#### Action item
In your copy of the entries below, keep every word exactly and leave out all images.

#### Dataset excerpts
= = =
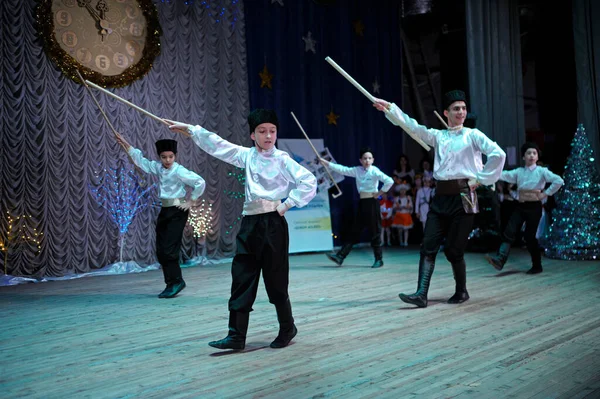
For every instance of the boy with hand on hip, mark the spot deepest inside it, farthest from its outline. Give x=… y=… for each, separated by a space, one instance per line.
x=174 y=212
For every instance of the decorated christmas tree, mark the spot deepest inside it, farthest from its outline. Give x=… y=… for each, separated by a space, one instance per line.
x=123 y=193
x=575 y=230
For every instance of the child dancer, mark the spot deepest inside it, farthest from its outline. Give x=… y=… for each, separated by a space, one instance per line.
x=423 y=200
x=458 y=169
x=403 y=217
x=174 y=211
x=263 y=241
x=386 y=207
x=531 y=181
x=367 y=178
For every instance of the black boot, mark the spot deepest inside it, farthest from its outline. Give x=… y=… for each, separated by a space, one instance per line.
x=339 y=257
x=287 y=328
x=460 y=277
x=378 y=251
x=500 y=258
x=236 y=338
x=536 y=258
x=166 y=291
x=419 y=298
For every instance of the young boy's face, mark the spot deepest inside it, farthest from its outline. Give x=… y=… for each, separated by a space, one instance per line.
x=265 y=136
x=530 y=157
x=167 y=158
x=367 y=160
x=456 y=113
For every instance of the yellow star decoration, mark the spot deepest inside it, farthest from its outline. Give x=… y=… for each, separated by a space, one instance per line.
x=332 y=118
x=359 y=28
x=265 y=78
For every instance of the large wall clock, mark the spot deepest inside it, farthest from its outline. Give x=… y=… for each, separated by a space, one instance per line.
x=111 y=42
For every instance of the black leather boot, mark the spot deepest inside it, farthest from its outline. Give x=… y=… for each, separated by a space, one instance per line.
x=378 y=252
x=236 y=338
x=287 y=328
x=500 y=258
x=460 y=277
x=339 y=257
x=419 y=298
x=175 y=289
x=536 y=258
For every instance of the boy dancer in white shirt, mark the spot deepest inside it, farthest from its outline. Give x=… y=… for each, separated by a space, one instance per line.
x=458 y=169
x=174 y=211
x=531 y=181
x=368 y=216
x=263 y=240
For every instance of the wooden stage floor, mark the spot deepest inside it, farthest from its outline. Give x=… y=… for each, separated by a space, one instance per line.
x=519 y=336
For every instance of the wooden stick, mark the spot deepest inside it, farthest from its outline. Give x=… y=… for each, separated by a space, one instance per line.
x=137 y=168
x=369 y=96
x=97 y=104
x=350 y=79
x=441 y=119
x=318 y=156
x=143 y=111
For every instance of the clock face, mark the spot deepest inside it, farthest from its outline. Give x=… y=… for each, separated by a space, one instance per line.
x=112 y=42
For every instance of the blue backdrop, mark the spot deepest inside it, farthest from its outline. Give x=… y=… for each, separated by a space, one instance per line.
x=364 y=39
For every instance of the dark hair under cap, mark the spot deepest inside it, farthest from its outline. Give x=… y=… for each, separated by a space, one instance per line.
x=366 y=149
x=529 y=145
x=259 y=116
x=166 y=145
x=453 y=96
= = =
#### Solution for this exercise
For every instance of the boy with hand on hip, mark the spot deepest inside it, farthest from its outline. Give x=… y=… for each, separated by a space, one instance per line.
x=174 y=212
For every instance of the decorated christmas tree, mark the spot deepest inside it, farthest from its outline. Give x=… y=… for each, separated by a space, one instance per line.
x=123 y=193
x=575 y=230
For every instance of the child dancer, mark the spot deepest inside it, farthest from its outline. Give x=… y=… for each, separated by a space, one instance per line.
x=423 y=200
x=458 y=169
x=403 y=217
x=174 y=211
x=263 y=241
x=386 y=207
x=531 y=181
x=367 y=178
For every instance of the black boot, mark the spot deepest inside it, farthest from its outline. Give x=… y=… for each, separated by a space, one instance per line.
x=339 y=257
x=287 y=328
x=460 y=277
x=378 y=251
x=500 y=258
x=236 y=338
x=536 y=258
x=166 y=291
x=419 y=298
For every instance of the young boy's face, mark the spot deepest inside it, farthest from its outline. Give x=… y=… for each, separated by a space, one instance per line.
x=265 y=136
x=530 y=157
x=167 y=158
x=367 y=160
x=456 y=113
For every instance of the yellow star decoration, mark the spot deepest inside it, farthest from its outline. Give x=… y=… for each, separated by a space, one instance per line.
x=332 y=118
x=359 y=28
x=265 y=78
For every instance of the large wall clock, mark the spot deepest inside it, farthest from its outline. Give x=… y=… for each, separated by a space, one instance per line.
x=111 y=42
For every instance of the black leather boot, mark the spot deepest inside it, farthest from its outline. Give x=… y=… for each, separated by a space, one instance per line.
x=378 y=252
x=236 y=338
x=287 y=328
x=500 y=258
x=460 y=277
x=339 y=257
x=419 y=298
x=175 y=289
x=536 y=258
For every instance of the boy dancer in white shirt, mark the spot deepest inside it, farthest from its outline. Give x=… y=… for each, separated by a space, one instance per line.
x=458 y=169
x=174 y=211
x=531 y=181
x=368 y=216
x=263 y=240
For every instance of the wooden stage floor, mark the spot deepest inside it, farthest from its outline. Give x=… y=… for each, separated by a space, one instance per line.
x=519 y=336
For every instance of the wooden stick, mark the spot deepest inside it, farthest from its outline. Give x=… y=… for each, separated by a space, one instance per line.
x=137 y=168
x=369 y=96
x=97 y=104
x=350 y=79
x=441 y=119
x=318 y=156
x=143 y=111
For every instance of the clock face, mark the spot deepest inside it, farthest from its outline. Give x=… y=… for each, separated by a space, one instance per line.
x=112 y=42
For every instance of the blue backdrop, mark the spot deepest inside it, farthest from its outline. Give x=… y=… for each, separated by a space, one instance per line.
x=364 y=39
For every instance of the dark hair under cap, mark the spot deepest inside it, farthest from its outline. Give x=… y=… for each, separated by a space, one instance per line.
x=366 y=149
x=529 y=145
x=259 y=116
x=166 y=145
x=453 y=96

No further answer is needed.